##### Records for the task

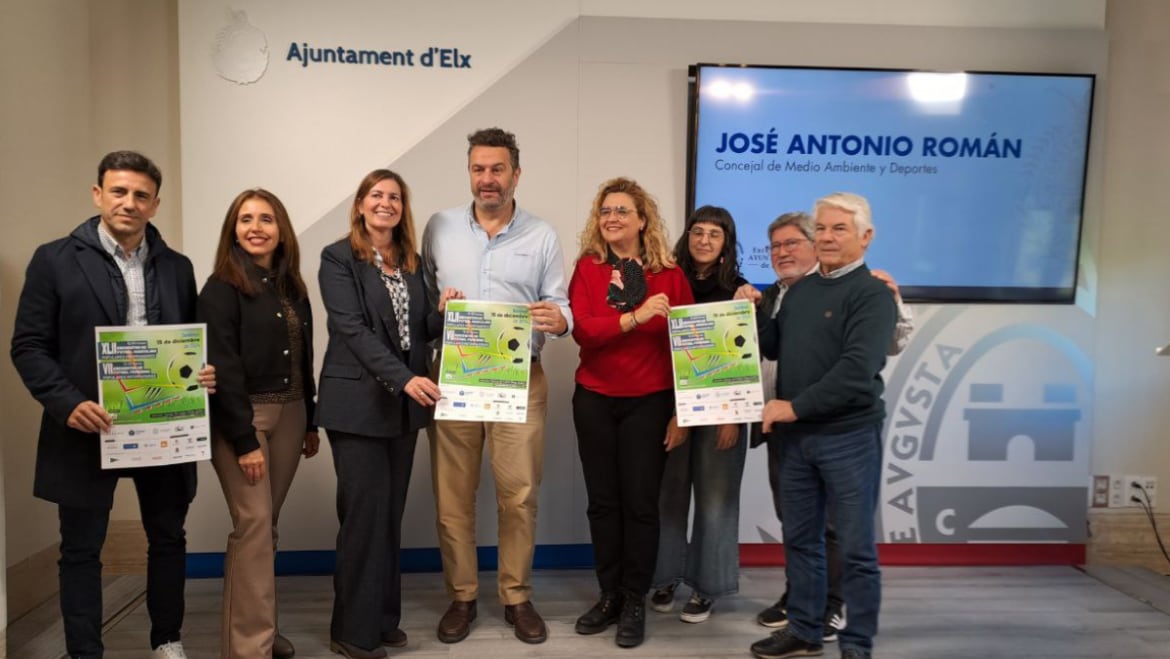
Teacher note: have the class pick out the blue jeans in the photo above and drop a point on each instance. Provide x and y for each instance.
(841, 471)
(775, 469)
(710, 562)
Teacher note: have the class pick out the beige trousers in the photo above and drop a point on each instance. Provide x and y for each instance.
(249, 582)
(516, 452)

##########

## Required work
Print every line of the records above verbatim, omitting the pictures.

## Finished exercise
Teacher note: have the class pick out the blue jeans in the photo above and drop a point on each instance. Provide x and y for each instance.
(841, 471)
(775, 469)
(710, 562)
Teacher note: have the class pick out the beige trousers in the photo above and drop a point on each instance. Provide x and y for each instance.
(249, 582)
(516, 452)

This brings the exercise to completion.